** EXERCISE TASK **
Return verbatim the lines of the listing below, starting at the line that contains "If you could pick out the column" and continuing through the final line of the listing.
------------------------
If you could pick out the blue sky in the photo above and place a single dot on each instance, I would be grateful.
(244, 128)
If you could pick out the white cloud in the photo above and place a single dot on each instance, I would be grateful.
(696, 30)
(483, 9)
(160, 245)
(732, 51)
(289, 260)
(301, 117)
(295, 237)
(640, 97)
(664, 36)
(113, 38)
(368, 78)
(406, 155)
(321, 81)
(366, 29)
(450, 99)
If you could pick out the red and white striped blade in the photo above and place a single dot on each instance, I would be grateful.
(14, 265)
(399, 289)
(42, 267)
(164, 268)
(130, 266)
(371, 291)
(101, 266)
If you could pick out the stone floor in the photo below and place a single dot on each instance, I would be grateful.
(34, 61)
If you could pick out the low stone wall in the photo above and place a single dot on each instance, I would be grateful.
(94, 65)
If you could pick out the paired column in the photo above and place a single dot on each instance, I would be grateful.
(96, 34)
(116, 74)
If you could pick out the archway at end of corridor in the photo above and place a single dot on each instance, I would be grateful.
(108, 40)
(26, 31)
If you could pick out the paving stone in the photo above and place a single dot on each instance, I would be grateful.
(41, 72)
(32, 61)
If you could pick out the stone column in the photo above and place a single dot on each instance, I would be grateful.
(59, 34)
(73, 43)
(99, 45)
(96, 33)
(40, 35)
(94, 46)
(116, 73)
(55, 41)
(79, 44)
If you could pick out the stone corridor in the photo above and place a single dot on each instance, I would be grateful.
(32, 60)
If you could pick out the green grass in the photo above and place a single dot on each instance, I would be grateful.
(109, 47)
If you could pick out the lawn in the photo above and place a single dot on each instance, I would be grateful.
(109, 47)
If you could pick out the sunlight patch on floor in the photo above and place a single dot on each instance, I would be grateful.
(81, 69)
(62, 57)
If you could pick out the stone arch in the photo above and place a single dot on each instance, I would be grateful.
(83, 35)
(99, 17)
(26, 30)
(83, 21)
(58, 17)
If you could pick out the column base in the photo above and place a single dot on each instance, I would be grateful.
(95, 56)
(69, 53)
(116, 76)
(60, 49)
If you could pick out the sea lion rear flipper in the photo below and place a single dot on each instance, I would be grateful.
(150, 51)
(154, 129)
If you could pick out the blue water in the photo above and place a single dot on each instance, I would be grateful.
------------------------
** ANSWER TO THE PROBLEM **
If you could pick out the column base in the photo above and place a single dot on each instance, I would be grateful.
(95, 56)
(69, 53)
(116, 76)
(60, 49)
If you could pick out the sea lion rear flipper in the photo below and place a single dot on each instance, I would be grateful.
(150, 51)
(154, 129)
If you could pick out the blue water in the photo above and place a single dot on each instance, I would be grateful.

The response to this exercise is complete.